• _Aim of the exercise_
Without omitting anything, copy every entry word for word.

(Data for analysis begins)

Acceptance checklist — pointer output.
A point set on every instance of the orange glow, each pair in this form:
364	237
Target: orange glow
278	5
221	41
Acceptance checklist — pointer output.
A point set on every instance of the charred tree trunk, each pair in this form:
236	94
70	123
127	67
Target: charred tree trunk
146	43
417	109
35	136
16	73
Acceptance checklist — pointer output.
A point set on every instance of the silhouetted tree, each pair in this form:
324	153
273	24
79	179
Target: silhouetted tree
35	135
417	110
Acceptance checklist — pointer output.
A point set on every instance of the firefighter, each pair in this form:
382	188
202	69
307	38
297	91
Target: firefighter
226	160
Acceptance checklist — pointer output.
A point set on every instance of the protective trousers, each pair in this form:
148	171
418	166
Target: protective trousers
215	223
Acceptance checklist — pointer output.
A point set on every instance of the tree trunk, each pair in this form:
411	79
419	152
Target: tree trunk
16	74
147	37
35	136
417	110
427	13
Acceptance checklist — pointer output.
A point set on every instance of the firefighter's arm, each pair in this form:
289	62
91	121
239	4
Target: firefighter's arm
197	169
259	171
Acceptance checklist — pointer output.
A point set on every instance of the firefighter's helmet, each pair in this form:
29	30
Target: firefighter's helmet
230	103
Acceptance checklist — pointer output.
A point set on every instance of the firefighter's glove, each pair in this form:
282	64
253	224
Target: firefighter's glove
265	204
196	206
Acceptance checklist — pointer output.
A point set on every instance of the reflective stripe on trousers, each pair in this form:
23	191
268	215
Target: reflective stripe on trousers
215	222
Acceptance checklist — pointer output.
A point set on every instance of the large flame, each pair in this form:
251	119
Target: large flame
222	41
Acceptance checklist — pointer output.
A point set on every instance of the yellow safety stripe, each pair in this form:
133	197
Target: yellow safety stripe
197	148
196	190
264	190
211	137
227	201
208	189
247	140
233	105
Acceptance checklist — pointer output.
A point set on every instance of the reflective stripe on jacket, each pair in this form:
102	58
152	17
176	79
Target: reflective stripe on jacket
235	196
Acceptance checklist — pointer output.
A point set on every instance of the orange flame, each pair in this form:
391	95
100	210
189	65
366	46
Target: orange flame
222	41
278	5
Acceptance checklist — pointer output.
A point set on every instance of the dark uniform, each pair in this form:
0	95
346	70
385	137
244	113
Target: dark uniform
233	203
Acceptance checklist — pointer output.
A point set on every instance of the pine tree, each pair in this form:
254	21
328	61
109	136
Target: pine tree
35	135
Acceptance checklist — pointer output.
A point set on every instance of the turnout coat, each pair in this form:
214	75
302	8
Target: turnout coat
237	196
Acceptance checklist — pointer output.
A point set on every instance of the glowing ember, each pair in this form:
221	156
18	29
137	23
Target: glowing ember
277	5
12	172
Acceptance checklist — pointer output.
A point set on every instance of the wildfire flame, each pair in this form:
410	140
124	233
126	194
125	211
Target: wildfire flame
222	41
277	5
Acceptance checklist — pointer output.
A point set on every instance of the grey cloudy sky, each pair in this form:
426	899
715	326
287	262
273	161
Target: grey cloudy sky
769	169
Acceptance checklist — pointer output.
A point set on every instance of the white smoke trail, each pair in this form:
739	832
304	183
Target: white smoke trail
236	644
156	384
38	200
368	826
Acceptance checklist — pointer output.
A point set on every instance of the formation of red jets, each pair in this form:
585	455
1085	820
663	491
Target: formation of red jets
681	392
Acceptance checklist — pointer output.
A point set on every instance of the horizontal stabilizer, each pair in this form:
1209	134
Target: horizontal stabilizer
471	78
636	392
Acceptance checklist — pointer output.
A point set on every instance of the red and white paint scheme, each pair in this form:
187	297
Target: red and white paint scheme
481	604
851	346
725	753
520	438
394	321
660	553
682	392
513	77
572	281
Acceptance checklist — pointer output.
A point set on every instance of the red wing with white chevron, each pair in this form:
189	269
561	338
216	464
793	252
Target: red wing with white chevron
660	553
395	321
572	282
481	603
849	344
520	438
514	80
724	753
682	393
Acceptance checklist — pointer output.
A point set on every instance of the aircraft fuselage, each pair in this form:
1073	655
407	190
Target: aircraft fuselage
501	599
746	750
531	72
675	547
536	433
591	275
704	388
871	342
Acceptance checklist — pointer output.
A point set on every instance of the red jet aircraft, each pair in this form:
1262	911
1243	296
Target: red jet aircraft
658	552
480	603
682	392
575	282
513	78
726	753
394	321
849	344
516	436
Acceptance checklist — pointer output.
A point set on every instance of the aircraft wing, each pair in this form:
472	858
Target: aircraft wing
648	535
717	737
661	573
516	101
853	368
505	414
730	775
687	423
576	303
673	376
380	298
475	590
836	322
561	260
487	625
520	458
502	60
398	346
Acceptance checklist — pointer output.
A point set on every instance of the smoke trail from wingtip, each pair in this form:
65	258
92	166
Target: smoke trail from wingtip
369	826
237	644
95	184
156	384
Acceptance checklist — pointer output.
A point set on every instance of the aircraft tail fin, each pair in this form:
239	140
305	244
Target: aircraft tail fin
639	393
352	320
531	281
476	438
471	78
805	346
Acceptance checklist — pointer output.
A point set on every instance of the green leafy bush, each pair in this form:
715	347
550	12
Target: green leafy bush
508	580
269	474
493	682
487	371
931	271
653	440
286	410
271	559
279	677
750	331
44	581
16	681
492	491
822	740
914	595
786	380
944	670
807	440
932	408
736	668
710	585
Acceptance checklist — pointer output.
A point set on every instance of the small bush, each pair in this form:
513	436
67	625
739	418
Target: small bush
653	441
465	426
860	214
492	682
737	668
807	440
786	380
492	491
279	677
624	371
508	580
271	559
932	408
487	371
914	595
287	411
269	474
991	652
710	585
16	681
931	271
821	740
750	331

(Data for analysis ends)

• _Task output_
Acceptance checklist — pointer output.
A point set on every instance of the orange glow, each pair in this form:
364	237
Target: orange glow
278	5
221	41
Acceptance checklist — pointer output.
A point set on every instance of the charred tree trunk, each pair in this form:
236	94
70	123
127	67
Target: charred tree trunk
146	43
417	109
35	136
16	73
Acceptance checklist — pointer output.
A point set on every instance of the silhouetted tree, each pair in this form:
324	153
273	24
79	179
Target: silhouetted tree
35	135
417	110
Acceptance checklist — pointer output.
A point set on every instance of the firefighter, each pair in this form:
382	188
202	69
307	38
297	91
Target: firefighter
226	160
Acceptance checklist — pointer output.
A point set on every instance of the protective trousers, each pair in this form:
148	171
418	166
Target: protective trousers
215	223
Acceptance checklist — pointer output.
A point set on every instance of the tree trunk, each pair in this form:
411	79
419	152
Target: tree trunk
16	74
147	37
35	136
417	110
427	13
Acceptance checklist — pointer output.
A point set on every instance of the firefighter's arm, each pair in this form:
289	62
91	121
239	4
Target: firefighter's arm
197	169
259	171
Acceptance checklist — pointer output.
A point set on every instance of the firefighter's helmet, each pair in this form:
29	30
Target: firefighter's helmet
230	103
Acceptance checklist — pointer output.
A point set on every instance of the firefighter's glove, each pair in this form:
282	64
253	224
Target: firefighter's glove
265	204
196	206
Acceptance checklist — pointer output.
A point set on every instance of the reflective stripe on trousers, each pair in this form:
23	191
268	215
Target: reflective stripe on trousers
215	222
Acceptance checklist — pointer output.
A point set on every instance of the large flame, each pair in this form:
251	119
Target: large flame
222	41
Acceptance checklist — pointer output.
A point set on every instance of the yellow safety stripe, each pair in this form:
133	197
Target: yellow safety stripe
197	148
196	190
264	190
211	137
227	201
208	189
247	140
233	105
Acceptance checklist — pointer output.
A point set on every instance of the reflective stripe on jacket, each pair in this form:
102	58
152	17
176	79
Target: reflective stripe on jacket
235	196
Acceptance checklist — pointer output.
A point set on every instance of the orange flame, each pair in this form:
391	95
100	210
189	65
366	46
Target: orange flame
222	41
278	5
Acceptance checklist — pointer output.
A point set on every instance of the dark uniform, each pair in this form:
0	95
346	70
385	137
244	113
Target: dark uniform
233	203
Acceptance checklist — pointer output.
A point set on every instance of the pine tree, each pair in this form:
254	21
328	61
109	136
Target: pine tree
35	135
Acceptance checklist — pointer output.
A point set on every instance of the turnout coat, each pair in this form:
214	75
302	8
Target: turnout coat
237	196
Acceptance checklist — pointer output.
A point set on every instance of the glowing ember, each pair in this form:
221	156
18	29
137	23
Target: glowing ember
277	5
12	172
Acceptance checklist — pointer output.
A point set on every instance of the wildfire flame, each pair in this form:
410	140
124	233
126	194
125	211
Target: wildfire flame
222	41
277	5
Acceptance checklist — pointer output.
A point set on every instance of the grey cloudy sky, each pair in this form:
426	899
715	326
287	262
273	161
Target: grey cloudy sky
769	169
Acceptance checklist — pointer output.
A point set on every instance of the white smoke trail, each pair in this form:
739	832
304	183
Target: white smoke trail
236	644
156	384
38	200
368	826
Acceptance checklist — pointer output.
A point set on every instance of the formation of red jets, each pair in this form:
585	455
1085	820
663	491
Target: formation of red jets
681	392
Acceptance checklist — pointer output.
A point set on every instance of the horizontal stabilizer, each pair in this form:
1209	134
Target: horizontal stabilizer
471	78
636	392
Acceptance checklist — pointer output.
A point set on every instance of the red and white paint scheme, each pair in this form:
187	297
Target: red and white paint scheme
481	604
851	346
725	753
520	438
394	321
660	553
682	392
513	77
572	281
Acceptance checklist — pointer output.
A point set on every instance of the red wing with white chevron, each pair in this form:
189	269
561	338
216	464
793	252
Target: red wing with white chevron
660	553
395	321
572	282
481	603
849	344
520	438
514	80
724	753
682	393
Acceptance checklist — pointer output.
A point set on every instance of the aircraft fuselage, each pair in this form:
1073	655
407	190
Target: aircraft fuselage
501	599
746	750
531	72
675	547
536	433
591	275
704	388
871	342
Acceptance checklist — pointer output.
A point set on every instance of the red jet aircraft, each pair in this form:
1262	911
1243	296
Target: red jet aircraft
658	552
480	603
682	392
575	282
513	78
726	753
394	321
849	344
516	436
Acceptance checklist — pointer output.
A point set on every instance of the aircraft wing, each pair in this form:
472	858
Target: aircraft wing
648	535
717	737
661	573
516	101
853	368
505	414
730	775
687	423
576	303
673	376
380	298
475	590
836	322
561	260
487	625
520	458
502	60
398	346
Acceptance checklist — pointer output.
A point set on every instance of the smoke trail from wingtip, each pair in this form:
65	258
92	166
Target: smoke trail from wingtip
369	826
237	644
95	184
156	384
Acceptance checklist — pointer output.
A point set on every instance of the aircraft tail fin, each pair in this form:
239	140
305	244
Target: aircraft tail fin
639	393
352	320
531	281
476	438
471	78
805	346
Acceptance checklist — pointer output.
A point set on every instance of the green leafy bush, each pair in this form:
715	347
550	12
Target: green leafy bush
508	580
269	474
493	682
487	371
931	271
653	440
286	410
271	559
279	677
750	331
44	581
16	681
492	491
822	740
914	595
786	380
944	670
807	440
932	408
736	668
710	585
Acceptance checklist — pointer output.
A point set on every instance of the small bush, each pair in this form:
513	436
67	625
739	418
Target: small bush
653	441
465	426
860	214
492	682
737	668
807	440
786	380
492	491
279	677
624	371
508	580
271	559
932	408
487	371
914	595
287	411
269	474
991	652
710	585
16	681
931	271
821	740
750	331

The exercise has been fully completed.